What you will do
Only lines with the word "Where" are needed; collect each of them from the listing below.

Material for this task
########################################

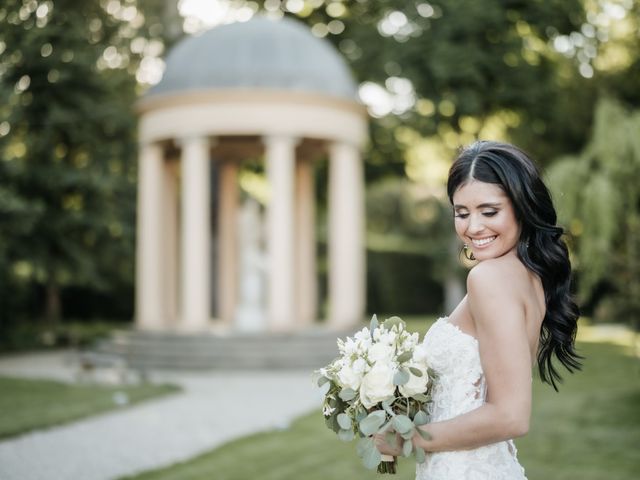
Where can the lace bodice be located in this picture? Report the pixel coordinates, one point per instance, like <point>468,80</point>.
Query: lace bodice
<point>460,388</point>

########################################

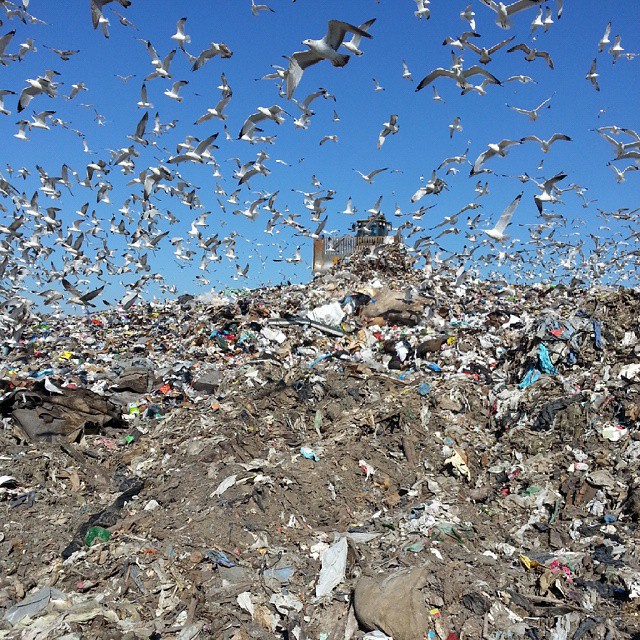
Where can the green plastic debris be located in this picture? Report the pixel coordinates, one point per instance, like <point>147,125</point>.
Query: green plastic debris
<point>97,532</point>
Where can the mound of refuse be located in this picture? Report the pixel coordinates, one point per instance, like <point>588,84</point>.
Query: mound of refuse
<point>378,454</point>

########################################

Finished exercise
Where can the lace bodice be located in this picture? Report the pixel coordinates, one point per instance, like <point>468,80</point>.
Where can the green plastic debris be located in this picture? Report the pixel coordinates, one point per instance, like <point>147,125</point>.
Where can the mound of refuse be located in this picture? Report the pixel coordinates, one point per instance, like <point>588,84</point>.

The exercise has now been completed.